**Given records:**
+ + + +

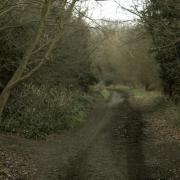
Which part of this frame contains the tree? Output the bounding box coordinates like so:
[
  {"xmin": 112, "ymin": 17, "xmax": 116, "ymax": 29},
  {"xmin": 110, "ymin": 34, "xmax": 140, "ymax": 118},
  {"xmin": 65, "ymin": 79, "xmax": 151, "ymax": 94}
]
[
  {"xmin": 0, "ymin": 0, "xmax": 77, "ymax": 116},
  {"xmin": 141, "ymin": 0, "xmax": 180, "ymax": 102}
]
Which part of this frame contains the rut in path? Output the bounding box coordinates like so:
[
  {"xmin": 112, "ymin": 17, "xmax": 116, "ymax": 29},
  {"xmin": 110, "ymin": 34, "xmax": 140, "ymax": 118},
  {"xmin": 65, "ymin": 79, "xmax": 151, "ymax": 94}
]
[
  {"xmin": 61, "ymin": 92, "xmax": 147, "ymax": 180},
  {"xmin": 0, "ymin": 92, "xmax": 169, "ymax": 180}
]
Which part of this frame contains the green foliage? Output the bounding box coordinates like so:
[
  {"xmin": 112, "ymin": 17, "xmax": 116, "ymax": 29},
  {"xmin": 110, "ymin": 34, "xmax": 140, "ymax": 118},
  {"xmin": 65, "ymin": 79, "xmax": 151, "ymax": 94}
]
[
  {"xmin": 100, "ymin": 88, "xmax": 111, "ymax": 100},
  {"xmin": 142, "ymin": 0, "xmax": 180, "ymax": 102},
  {"xmin": 94, "ymin": 25, "xmax": 160, "ymax": 90},
  {"xmin": 0, "ymin": 84, "xmax": 91, "ymax": 138}
]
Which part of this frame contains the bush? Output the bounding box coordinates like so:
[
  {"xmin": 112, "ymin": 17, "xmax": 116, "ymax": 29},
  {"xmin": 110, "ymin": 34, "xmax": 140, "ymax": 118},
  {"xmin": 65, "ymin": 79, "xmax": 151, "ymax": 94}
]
[{"xmin": 0, "ymin": 84, "xmax": 90, "ymax": 138}]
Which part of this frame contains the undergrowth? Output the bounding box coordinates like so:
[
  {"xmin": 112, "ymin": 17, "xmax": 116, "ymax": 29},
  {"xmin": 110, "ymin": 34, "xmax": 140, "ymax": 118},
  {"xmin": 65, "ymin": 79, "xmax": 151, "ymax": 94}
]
[{"xmin": 0, "ymin": 84, "xmax": 93, "ymax": 138}]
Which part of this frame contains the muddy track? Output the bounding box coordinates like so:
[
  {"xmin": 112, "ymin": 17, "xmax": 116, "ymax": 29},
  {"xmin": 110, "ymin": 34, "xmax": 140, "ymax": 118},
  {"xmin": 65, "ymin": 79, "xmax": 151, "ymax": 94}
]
[{"xmin": 0, "ymin": 92, "xmax": 180, "ymax": 180}]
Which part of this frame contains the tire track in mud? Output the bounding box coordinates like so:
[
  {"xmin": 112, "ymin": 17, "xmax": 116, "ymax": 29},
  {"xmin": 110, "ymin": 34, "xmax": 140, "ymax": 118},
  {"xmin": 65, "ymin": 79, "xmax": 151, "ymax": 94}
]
[{"xmin": 64, "ymin": 92, "xmax": 147, "ymax": 180}]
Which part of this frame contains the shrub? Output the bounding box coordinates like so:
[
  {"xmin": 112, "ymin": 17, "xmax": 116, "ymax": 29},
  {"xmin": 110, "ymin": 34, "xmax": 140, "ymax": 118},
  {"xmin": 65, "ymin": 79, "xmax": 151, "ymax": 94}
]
[{"xmin": 0, "ymin": 84, "xmax": 90, "ymax": 138}]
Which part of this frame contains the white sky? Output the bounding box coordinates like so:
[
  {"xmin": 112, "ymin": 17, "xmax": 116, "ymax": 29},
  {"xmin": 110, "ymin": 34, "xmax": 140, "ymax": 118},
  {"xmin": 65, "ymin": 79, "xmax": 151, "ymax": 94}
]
[{"xmin": 79, "ymin": 0, "xmax": 138, "ymax": 21}]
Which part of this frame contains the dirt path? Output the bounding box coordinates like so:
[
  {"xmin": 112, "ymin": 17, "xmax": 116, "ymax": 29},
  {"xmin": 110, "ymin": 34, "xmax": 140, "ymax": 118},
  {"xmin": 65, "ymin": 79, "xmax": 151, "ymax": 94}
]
[{"xmin": 0, "ymin": 92, "xmax": 180, "ymax": 180}]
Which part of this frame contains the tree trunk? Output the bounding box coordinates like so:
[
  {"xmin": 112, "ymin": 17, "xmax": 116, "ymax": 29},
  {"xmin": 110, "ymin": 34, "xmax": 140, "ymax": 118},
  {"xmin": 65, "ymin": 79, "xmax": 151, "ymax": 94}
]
[{"xmin": 0, "ymin": 0, "xmax": 51, "ymax": 118}]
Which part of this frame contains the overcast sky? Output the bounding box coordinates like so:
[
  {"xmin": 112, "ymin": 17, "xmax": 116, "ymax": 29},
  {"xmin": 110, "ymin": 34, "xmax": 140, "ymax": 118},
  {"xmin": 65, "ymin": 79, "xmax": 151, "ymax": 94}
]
[{"xmin": 79, "ymin": 0, "xmax": 135, "ymax": 21}]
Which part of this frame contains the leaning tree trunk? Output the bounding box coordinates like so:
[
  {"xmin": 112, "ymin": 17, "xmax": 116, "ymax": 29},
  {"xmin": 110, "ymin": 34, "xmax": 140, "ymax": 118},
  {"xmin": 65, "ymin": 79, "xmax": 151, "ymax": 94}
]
[{"xmin": 0, "ymin": 0, "xmax": 51, "ymax": 118}]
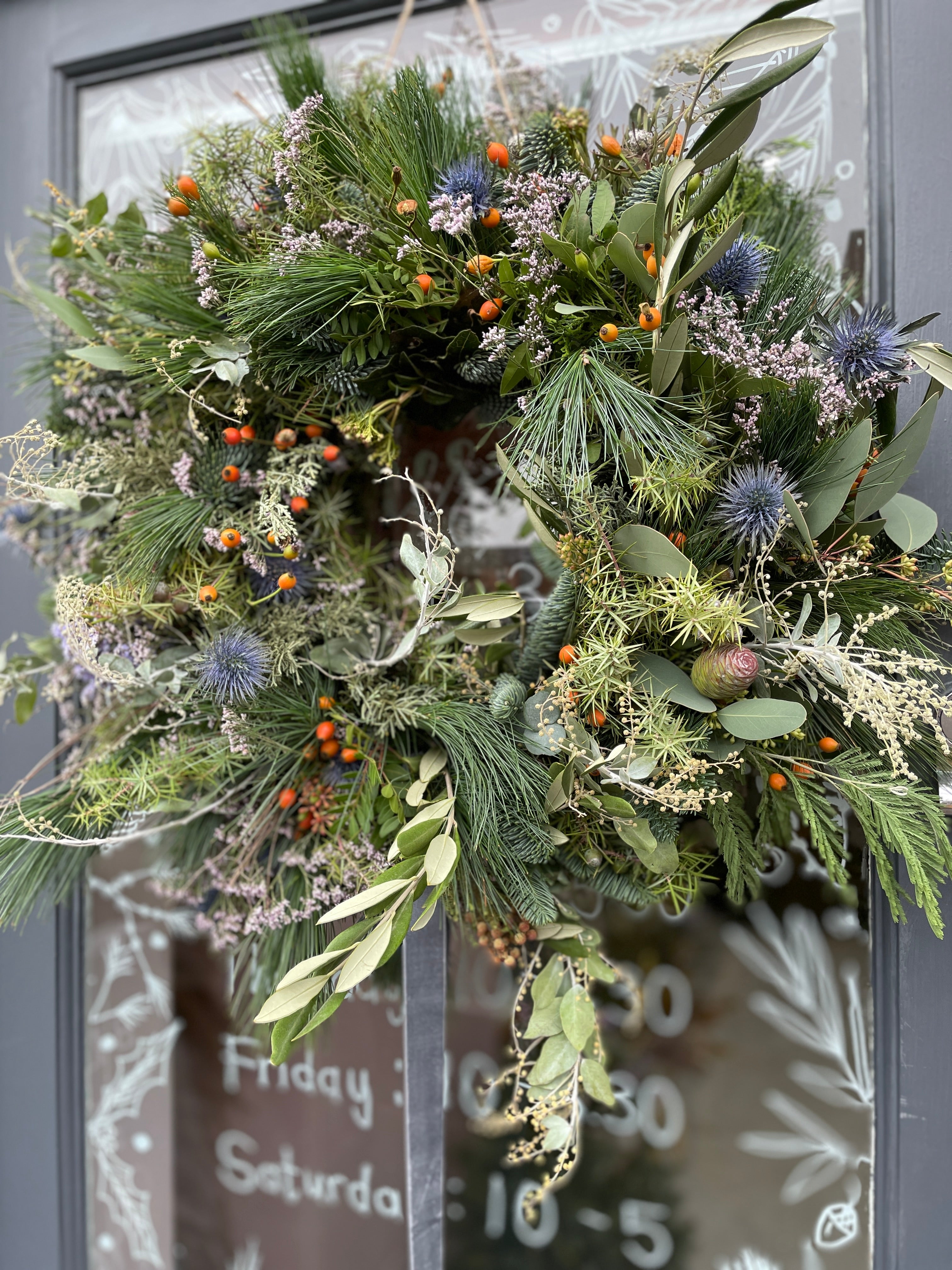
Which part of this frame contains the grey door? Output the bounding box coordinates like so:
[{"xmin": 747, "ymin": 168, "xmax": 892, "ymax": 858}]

+ + + +

**Stated problem:** Gather every line in the rows above that contains the word "trunk", and copy each one in full. Case counts.

**Solution below:**
Which part of this frame contains the tree trunk? Output the bounding box coordinates like so:
Which part of this frame contains the leaning tree trunk? Output the bounding box coordinates like so:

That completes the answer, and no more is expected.